> YOUR GOAL
What is expected is a word-for-word copy of all the entries.

> RECORDED INFORMATION

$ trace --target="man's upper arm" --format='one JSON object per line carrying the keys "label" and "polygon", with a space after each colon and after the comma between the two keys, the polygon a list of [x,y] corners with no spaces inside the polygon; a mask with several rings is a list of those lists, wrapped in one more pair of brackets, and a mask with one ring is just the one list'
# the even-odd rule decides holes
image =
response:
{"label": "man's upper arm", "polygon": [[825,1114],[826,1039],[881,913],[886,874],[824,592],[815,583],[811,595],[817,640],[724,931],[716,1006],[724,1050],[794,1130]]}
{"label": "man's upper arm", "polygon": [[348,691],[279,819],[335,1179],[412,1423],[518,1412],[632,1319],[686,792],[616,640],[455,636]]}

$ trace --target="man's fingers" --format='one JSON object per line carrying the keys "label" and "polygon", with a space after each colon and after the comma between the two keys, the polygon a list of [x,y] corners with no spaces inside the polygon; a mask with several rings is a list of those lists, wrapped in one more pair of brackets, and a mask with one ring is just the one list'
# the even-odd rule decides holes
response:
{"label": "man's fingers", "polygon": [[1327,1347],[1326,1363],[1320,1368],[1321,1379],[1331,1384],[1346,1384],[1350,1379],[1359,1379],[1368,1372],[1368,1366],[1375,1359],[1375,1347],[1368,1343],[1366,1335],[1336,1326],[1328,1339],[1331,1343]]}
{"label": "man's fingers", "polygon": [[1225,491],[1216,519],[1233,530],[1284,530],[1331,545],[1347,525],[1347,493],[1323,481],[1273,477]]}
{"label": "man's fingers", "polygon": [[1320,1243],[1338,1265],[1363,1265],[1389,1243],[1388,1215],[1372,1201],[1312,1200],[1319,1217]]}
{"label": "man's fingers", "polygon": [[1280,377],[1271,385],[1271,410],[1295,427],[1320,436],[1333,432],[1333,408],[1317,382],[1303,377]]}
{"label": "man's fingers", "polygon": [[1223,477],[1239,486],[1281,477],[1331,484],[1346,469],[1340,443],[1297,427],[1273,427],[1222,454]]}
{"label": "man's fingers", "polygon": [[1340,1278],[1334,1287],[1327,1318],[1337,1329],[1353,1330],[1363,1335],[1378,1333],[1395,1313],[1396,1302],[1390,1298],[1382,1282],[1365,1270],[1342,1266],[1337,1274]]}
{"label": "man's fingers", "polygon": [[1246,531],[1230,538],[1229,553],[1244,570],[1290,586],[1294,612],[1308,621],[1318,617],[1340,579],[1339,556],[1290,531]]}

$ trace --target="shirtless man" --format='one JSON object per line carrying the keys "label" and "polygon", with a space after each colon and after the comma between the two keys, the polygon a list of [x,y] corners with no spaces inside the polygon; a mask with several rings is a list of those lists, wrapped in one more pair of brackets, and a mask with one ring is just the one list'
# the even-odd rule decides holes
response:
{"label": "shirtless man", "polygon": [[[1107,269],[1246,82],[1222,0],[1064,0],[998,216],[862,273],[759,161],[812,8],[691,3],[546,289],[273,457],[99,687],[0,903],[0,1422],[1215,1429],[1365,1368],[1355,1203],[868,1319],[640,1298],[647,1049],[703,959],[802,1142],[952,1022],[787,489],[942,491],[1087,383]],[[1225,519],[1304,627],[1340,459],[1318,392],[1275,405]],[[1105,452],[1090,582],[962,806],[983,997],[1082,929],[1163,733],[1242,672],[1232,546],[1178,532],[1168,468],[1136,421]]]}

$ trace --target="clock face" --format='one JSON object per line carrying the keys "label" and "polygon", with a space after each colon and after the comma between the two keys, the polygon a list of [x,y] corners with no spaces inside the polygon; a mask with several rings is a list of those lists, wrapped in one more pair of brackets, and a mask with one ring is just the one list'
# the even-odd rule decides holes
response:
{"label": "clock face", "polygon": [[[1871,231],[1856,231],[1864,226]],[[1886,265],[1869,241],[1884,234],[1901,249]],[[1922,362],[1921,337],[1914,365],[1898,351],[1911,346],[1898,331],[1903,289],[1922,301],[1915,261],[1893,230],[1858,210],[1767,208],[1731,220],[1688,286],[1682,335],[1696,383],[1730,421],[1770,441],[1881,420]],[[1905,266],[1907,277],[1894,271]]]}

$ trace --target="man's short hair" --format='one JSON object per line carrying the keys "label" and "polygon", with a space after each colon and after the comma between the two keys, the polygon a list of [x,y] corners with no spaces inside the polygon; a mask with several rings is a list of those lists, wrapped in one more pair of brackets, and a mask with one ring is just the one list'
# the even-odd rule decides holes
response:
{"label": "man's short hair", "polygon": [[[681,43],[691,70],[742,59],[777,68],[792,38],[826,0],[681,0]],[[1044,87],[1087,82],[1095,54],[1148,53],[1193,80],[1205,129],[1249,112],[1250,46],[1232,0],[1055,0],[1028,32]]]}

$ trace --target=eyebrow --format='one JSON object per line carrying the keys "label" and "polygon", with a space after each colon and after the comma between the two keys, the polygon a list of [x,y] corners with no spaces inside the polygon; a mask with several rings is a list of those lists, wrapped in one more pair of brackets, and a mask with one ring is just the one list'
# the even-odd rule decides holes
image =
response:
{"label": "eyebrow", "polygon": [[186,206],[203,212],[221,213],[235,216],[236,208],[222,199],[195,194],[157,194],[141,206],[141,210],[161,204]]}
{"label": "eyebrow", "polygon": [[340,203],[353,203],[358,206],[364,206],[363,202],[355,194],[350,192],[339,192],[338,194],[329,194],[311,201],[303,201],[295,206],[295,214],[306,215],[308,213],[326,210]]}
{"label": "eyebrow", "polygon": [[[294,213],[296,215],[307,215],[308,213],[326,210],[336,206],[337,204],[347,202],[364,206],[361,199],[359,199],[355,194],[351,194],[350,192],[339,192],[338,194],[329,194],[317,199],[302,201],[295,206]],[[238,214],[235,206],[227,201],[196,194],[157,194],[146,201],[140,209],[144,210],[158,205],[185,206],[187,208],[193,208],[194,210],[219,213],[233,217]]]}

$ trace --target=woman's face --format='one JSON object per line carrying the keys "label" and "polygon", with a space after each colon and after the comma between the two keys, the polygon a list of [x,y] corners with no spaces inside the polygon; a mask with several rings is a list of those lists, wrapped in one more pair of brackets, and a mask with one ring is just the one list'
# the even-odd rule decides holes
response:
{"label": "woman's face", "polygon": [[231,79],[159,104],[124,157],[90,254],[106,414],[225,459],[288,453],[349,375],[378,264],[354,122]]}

> TASK RESULT
$ trace --target="man's upper arm" --format='one JSON object per line carrying the keys "label" and "polygon", with a space after each colon and after the comma between the two keys, the polygon a list of [x,y] corners with no spaces inside the polygon; a mask with several rings is a list of those lists, wrapped in one more pair of brackets, and a mask with one ring is just the one list'
# the even-odd rule decides holes
image =
response:
{"label": "man's upper arm", "polygon": [[825,1114],[826,1039],[881,913],[886,874],[824,592],[815,583],[811,595],[817,640],[724,931],[716,1006],[724,1050],[794,1130]]}
{"label": "man's upper arm", "polygon": [[348,691],[279,819],[335,1179],[412,1423],[518,1412],[632,1319],[686,792],[616,640],[455,636]]}

$ trace --target="man's fingers" --format='one JSON object per line carrying the keys "label" and "polygon", with a space after each colon and after the comma between the two keys, the polygon a list of [x,y] corners with no spaces inside the polygon; a mask with several rings is a list of those lists, wrapped in one more pair of brackets, and a mask with one ring is just the one list'
# the even-odd rule decides holes
response:
{"label": "man's fingers", "polygon": [[1327,1347],[1326,1363],[1320,1368],[1321,1379],[1331,1384],[1346,1384],[1350,1379],[1359,1379],[1368,1372],[1368,1366],[1375,1359],[1375,1347],[1368,1343],[1366,1335],[1336,1326],[1328,1339],[1331,1343]]}
{"label": "man's fingers", "polygon": [[1225,491],[1216,519],[1233,530],[1284,530],[1331,545],[1347,525],[1347,493],[1323,481],[1273,477]]}
{"label": "man's fingers", "polygon": [[1320,1243],[1338,1265],[1363,1265],[1389,1243],[1388,1215],[1372,1201],[1312,1200],[1319,1217]]}
{"label": "man's fingers", "polygon": [[1280,377],[1271,385],[1271,410],[1295,427],[1320,436],[1333,432],[1333,408],[1317,382],[1303,377]]}
{"label": "man's fingers", "polygon": [[1223,477],[1239,486],[1281,477],[1331,484],[1346,469],[1340,443],[1297,427],[1273,427],[1222,454]]}
{"label": "man's fingers", "polygon": [[1340,1278],[1334,1287],[1327,1318],[1337,1329],[1353,1330],[1363,1335],[1378,1333],[1395,1313],[1396,1302],[1390,1298],[1382,1282],[1365,1270],[1342,1266],[1337,1274]]}
{"label": "man's fingers", "polygon": [[1246,531],[1230,538],[1229,553],[1244,570],[1290,586],[1294,612],[1308,621],[1318,617],[1340,579],[1339,556],[1290,531]]}

$ trace --target="shirtless man" --format='one JSON object per line carrying the keys "label" and "polygon", with a space after each colon and after the comma between the two keys, the polygon a list of [x,y] corners with no spaces inside the polygon; a mask with several rings is a list of those lists, wrapped in one more pair of brackets, and a mask with one ring is just the one list'
# the even-odd rule decides holes
response:
{"label": "shirtless man", "polygon": [[[1107,269],[1246,82],[1222,0],[1064,0],[998,216],[862,273],[759,161],[812,8],[691,3],[546,289],[273,457],[99,687],[0,903],[0,1422],[1215,1429],[1365,1368],[1355,1203],[868,1319],[640,1298],[647,1049],[703,959],[802,1142],[952,1022],[787,489],[942,491],[1087,383]],[[1225,519],[1304,627],[1340,459],[1318,392],[1275,405]],[[1105,452],[1090,582],[962,806],[983,997],[1082,929],[1163,733],[1242,672],[1232,546],[1178,532],[1168,468],[1136,421]]]}

$ trace --target="clock face" --format='one JSON object per line carrying the keys "label" and "polygon", with a space after each colon and after the comma between the two keys, the polygon a list of [x,y] corners with no spaces inside the polygon; a mask with several rings is a list of those lists, wrapped in one more pair of brackets, and a mask with one ring is just the one list'
# the even-odd rule decides holes
response:
{"label": "clock face", "polygon": [[[1871,231],[1856,231],[1864,226]],[[1886,265],[1869,241],[1884,234],[1901,249]],[[1922,362],[1921,337],[1914,365],[1898,351],[1911,346],[1898,331],[1903,289],[1922,301],[1915,261],[1893,230],[1858,210],[1767,208],[1731,220],[1688,286],[1682,335],[1696,383],[1730,421],[1770,441],[1881,420]],[[1905,266],[1907,277],[1894,271]]]}

$ trace --target="man's short hair" --format='one JSON object per line carrying the keys "label" and "polygon", with a space after each colon and after the comma between the two keys, the polygon a list of [x,y] corners with no spaces inside the polygon; a mask with several rings is a list of those lists, wrapped in one more pair of brackets, and a mask with one ring is just the one list'
# the even-odd rule decides holes
response:
{"label": "man's short hair", "polygon": [[[681,43],[691,70],[742,59],[777,68],[792,38],[826,0],[681,0]],[[1044,87],[1087,82],[1095,54],[1148,53],[1193,80],[1205,129],[1249,112],[1250,46],[1232,0],[1055,0],[1028,32]]]}

$ trace --target=eyebrow --format='one JSON object per line carrying the keys "label" and "polygon", with a space after each colon and after the comma between the two keys, the polygon a list of [x,y] corners with no spaces inside the polygon; a mask with several rings is a list of those lists, wrapped in one more pair of brackets, and a mask with one ring is just the one list'
# the even-odd rule decides holes
image =
response:
{"label": "eyebrow", "polygon": [[186,206],[203,212],[221,213],[235,216],[236,208],[222,199],[195,194],[157,194],[141,206],[141,210],[161,204]]}
{"label": "eyebrow", "polygon": [[340,203],[353,203],[358,206],[364,206],[363,202],[355,194],[350,192],[339,192],[338,194],[329,194],[311,201],[303,201],[295,206],[295,214],[306,215],[308,213],[326,210]]}
{"label": "eyebrow", "polygon": [[[294,213],[296,215],[307,215],[308,213],[326,210],[336,206],[337,204],[347,202],[364,206],[361,199],[359,199],[355,194],[351,194],[350,192],[339,192],[338,194],[329,194],[317,199],[302,201],[295,206]],[[238,214],[235,206],[227,201],[196,194],[157,194],[146,201],[140,209],[144,210],[158,205],[185,206],[187,208],[193,208],[194,210],[219,213],[233,217]]]}

$ trace --target=woman's face --format='one JSON object per line carrying the keys "label" and "polygon", with a space after each colon and after the comma between the two keys, the polygon a list of [x,y] corners with no spaces inside the polygon; a mask with several rings is a list of those lists, wrapped in one more pair of brackets, and a mask with one ring is just the one list'
# the even-odd rule decides holes
response:
{"label": "woman's face", "polygon": [[231,79],[159,104],[124,157],[90,254],[106,414],[225,459],[288,453],[349,375],[378,264],[354,122]]}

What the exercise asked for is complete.